▶ **JOB**: From the line that holds "Tag a single point on each instance of the green tree" to the last line of the data, copy everything exactly; leave out all the rest.

▶ **Position annotation records**:

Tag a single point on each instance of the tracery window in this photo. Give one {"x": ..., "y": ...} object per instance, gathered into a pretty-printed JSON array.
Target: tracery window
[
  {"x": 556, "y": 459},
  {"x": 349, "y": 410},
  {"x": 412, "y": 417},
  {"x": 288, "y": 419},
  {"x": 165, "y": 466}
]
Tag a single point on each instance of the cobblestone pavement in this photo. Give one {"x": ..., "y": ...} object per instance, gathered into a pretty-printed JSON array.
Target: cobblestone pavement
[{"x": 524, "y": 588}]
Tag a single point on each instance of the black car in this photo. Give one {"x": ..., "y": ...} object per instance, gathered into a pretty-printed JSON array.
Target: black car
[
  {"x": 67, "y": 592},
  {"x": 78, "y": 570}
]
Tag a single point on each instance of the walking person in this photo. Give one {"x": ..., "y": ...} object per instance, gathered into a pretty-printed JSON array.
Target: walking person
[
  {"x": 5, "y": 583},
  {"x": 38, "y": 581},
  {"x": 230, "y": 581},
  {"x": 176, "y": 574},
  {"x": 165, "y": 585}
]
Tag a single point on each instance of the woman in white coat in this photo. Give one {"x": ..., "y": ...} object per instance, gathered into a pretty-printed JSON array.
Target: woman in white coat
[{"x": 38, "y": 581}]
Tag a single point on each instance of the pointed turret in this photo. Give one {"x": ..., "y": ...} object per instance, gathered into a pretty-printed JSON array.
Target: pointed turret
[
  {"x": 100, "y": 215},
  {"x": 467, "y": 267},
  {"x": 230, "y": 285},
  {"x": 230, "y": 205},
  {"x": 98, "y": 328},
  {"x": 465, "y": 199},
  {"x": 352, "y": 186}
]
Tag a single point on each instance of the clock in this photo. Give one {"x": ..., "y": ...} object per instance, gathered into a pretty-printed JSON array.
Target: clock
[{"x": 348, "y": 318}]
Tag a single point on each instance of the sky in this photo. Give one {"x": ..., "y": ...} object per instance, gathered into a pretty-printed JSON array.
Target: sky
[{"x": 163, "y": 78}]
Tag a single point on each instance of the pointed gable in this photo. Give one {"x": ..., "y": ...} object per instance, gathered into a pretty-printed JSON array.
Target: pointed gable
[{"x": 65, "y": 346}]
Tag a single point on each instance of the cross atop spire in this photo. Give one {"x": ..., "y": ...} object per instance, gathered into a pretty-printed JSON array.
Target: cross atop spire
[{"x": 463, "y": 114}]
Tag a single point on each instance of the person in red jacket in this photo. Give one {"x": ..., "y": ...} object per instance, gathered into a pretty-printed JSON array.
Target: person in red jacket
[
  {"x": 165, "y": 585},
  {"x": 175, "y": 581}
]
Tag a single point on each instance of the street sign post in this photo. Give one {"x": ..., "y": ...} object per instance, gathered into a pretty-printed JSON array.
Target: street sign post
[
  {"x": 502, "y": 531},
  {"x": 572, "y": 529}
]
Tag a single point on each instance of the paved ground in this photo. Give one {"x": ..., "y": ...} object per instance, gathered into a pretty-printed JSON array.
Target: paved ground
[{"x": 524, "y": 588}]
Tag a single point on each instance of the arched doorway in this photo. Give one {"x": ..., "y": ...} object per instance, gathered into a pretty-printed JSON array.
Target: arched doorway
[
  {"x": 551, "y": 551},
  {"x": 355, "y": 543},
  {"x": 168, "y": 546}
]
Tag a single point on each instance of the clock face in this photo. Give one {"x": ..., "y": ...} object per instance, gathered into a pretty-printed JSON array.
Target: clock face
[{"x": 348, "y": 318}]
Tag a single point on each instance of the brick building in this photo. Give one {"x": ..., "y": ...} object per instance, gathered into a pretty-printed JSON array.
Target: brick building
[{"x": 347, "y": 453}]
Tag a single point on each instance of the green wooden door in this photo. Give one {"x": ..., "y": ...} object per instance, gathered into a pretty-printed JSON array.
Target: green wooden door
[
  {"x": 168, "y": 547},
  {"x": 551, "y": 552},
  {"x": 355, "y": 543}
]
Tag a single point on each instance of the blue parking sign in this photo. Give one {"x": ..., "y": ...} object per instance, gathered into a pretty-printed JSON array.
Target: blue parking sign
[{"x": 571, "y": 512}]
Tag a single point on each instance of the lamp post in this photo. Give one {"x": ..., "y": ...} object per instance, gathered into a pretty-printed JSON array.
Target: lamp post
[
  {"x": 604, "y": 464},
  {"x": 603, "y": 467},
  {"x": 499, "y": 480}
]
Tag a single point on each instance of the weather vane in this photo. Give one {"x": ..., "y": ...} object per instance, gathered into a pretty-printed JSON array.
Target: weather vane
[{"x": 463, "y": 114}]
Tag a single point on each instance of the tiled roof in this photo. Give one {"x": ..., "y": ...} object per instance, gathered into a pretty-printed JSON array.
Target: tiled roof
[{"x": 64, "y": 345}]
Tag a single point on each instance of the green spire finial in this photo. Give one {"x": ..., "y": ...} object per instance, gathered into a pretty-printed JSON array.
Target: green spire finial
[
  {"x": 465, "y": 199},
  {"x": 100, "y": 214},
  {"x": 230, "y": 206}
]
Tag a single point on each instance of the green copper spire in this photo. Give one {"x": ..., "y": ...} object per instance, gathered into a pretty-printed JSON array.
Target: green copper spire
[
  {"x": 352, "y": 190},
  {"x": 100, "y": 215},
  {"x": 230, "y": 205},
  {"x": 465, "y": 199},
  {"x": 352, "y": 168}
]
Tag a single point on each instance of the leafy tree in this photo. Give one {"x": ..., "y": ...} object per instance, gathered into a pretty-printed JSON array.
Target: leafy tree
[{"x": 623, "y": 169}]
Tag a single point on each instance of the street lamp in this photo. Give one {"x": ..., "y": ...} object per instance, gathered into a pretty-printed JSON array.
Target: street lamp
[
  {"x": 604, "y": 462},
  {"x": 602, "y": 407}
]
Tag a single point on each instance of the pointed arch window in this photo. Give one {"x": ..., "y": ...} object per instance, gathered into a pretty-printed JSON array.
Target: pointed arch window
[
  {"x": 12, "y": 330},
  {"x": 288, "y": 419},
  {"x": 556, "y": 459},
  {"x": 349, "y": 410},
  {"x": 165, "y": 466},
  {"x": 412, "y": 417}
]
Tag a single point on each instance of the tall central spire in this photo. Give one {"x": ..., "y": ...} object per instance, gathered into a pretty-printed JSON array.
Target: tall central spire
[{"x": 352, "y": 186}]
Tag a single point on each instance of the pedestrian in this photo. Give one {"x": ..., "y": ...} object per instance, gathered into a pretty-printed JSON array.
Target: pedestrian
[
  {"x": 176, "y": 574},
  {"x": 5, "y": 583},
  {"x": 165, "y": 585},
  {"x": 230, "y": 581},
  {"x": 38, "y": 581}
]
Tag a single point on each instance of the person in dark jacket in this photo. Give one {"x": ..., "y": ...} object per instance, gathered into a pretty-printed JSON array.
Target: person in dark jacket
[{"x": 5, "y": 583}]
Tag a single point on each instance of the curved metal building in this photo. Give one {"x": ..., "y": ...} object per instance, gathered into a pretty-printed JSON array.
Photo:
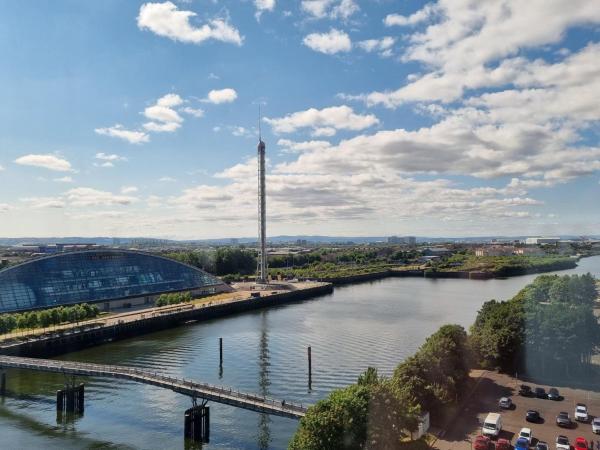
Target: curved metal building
[{"x": 116, "y": 277}]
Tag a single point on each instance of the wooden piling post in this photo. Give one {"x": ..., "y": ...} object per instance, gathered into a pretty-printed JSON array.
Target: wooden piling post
[
  {"x": 309, "y": 368},
  {"x": 187, "y": 424},
  {"x": 206, "y": 425},
  {"x": 60, "y": 400},
  {"x": 81, "y": 398},
  {"x": 70, "y": 399},
  {"x": 197, "y": 425},
  {"x": 220, "y": 351}
]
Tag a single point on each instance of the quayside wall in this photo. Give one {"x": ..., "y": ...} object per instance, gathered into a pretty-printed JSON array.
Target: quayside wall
[{"x": 60, "y": 344}]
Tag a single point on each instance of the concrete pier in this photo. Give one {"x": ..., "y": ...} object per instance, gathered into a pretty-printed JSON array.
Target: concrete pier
[{"x": 219, "y": 394}]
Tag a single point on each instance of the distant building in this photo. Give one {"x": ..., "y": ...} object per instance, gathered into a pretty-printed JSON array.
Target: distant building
[
  {"x": 108, "y": 277},
  {"x": 495, "y": 250},
  {"x": 408, "y": 240},
  {"x": 541, "y": 240},
  {"x": 436, "y": 251},
  {"x": 530, "y": 251}
]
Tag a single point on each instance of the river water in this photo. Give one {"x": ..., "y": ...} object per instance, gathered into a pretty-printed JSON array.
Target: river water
[{"x": 370, "y": 324}]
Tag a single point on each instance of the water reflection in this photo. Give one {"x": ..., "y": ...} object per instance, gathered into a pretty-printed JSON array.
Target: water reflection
[
  {"x": 370, "y": 324},
  {"x": 264, "y": 432}
]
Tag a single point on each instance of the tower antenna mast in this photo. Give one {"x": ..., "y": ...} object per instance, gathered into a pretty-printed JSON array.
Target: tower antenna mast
[{"x": 262, "y": 275}]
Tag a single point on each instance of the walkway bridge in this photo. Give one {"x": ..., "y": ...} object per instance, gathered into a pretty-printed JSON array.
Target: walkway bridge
[{"x": 205, "y": 391}]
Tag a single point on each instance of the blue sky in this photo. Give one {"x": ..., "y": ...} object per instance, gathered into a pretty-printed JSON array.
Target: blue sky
[{"x": 380, "y": 117}]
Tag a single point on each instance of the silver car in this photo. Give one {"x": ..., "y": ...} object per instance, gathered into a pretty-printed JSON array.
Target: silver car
[
  {"x": 505, "y": 403},
  {"x": 596, "y": 425}
]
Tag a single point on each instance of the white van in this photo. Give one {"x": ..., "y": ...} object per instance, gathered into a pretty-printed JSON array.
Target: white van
[{"x": 492, "y": 425}]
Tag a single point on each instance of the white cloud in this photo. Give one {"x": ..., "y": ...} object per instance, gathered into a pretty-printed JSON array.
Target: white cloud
[
  {"x": 169, "y": 100},
  {"x": 83, "y": 197},
  {"x": 108, "y": 160},
  {"x": 66, "y": 179},
  {"x": 129, "y": 189},
  {"x": 131, "y": 136},
  {"x": 166, "y": 20},
  {"x": 418, "y": 17},
  {"x": 44, "y": 202},
  {"x": 330, "y": 43},
  {"x": 323, "y": 132},
  {"x": 196, "y": 112},
  {"x": 109, "y": 157},
  {"x": 328, "y": 119},
  {"x": 218, "y": 96},
  {"x": 382, "y": 46},
  {"x": 164, "y": 117},
  {"x": 465, "y": 48},
  {"x": 298, "y": 147},
  {"x": 262, "y": 6},
  {"x": 332, "y": 9},
  {"x": 242, "y": 132},
  {"x": 46, "y": 161}
]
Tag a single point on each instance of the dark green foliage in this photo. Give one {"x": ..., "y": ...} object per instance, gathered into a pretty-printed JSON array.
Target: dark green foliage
[
  {"x": 234, "y": 260},
  {"x": 436, "y": 374},
  {"x": 338, "y": 422},
  {"x": 200, "y": 259},
  {"x": 506, "y": 266},
  {"x": 376, "y": 412},
  {"x": 497, "y": 335},
  {"x": 46, "y": 317},
  {"x": 547, "y": 328},
  {"x": 173, "y": 298}
]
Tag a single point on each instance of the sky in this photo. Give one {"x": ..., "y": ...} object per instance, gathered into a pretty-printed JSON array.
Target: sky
[{"x": 380, "y": 117}]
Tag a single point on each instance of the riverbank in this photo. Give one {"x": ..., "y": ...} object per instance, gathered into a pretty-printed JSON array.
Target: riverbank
[
  {"x": 401, "y": 271},
  {"x": 71, "y": 338}
]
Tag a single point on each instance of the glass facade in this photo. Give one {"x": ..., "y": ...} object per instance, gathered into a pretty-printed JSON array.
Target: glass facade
[{"x": 94, "y": 276}]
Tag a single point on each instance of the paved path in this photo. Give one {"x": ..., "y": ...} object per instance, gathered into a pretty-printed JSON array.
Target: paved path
[{"x": 228, "y": 396}]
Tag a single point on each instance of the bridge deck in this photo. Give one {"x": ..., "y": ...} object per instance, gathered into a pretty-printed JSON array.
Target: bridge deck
[{"x": 190, "y": 388}]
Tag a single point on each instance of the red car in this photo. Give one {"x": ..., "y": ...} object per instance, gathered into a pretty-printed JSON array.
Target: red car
[
  {"x": 482, "y": 443},
  {"x": 581, "y": 443},
  {"x": 503, "y": 444}
]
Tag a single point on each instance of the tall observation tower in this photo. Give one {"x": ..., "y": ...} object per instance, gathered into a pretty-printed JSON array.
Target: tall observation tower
[{"x": 263, "y": 276}]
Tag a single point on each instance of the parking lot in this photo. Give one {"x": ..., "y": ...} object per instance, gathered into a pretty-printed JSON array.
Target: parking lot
[{"x": 484, "y": 398}]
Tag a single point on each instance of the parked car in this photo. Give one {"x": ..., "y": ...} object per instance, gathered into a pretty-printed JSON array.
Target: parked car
[
  {"x": 527, "y": 434},
  {"x": 525, "y": 390},
  {"x": 492, "y": 425},
  {"x": 562, "y": 443},
  {"x": 581, "y": 414},
  {"x": 541, "y": 445},
  {"x": 503, "y": 444},
  {"x": 563, "y": 420},
  {"x": 540, "y": 393},
  {"x": 596, "y": 425},
  {"x": 522, "y": 444},
  {"x": 553, "y": 394},
  {"x": 482, "y": 443},
  {"x": 581, "y": 444}
]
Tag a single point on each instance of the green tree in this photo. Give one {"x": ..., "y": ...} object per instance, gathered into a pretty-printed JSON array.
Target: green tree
[{"x": 338, "y": 422}]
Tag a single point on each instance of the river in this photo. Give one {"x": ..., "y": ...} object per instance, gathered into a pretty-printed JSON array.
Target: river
[{"x": 369, "y": 324}]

▶ **TASK SOLUTION**:
Tag a single point on each instance of the green tree in this photo. Give one {"x": ..., "y": ...} object per instance, gathered into a pretty-printed JSON array.
Target: green tree
[{"x": 338, "y": 422}]
Tag a single point on each instance of the river in this photo. Give one {"x": ..., "y": ...} object per instance, gathered into a pretty-printed JSON array.
Target: river
[{"x": 369, "y": 324}]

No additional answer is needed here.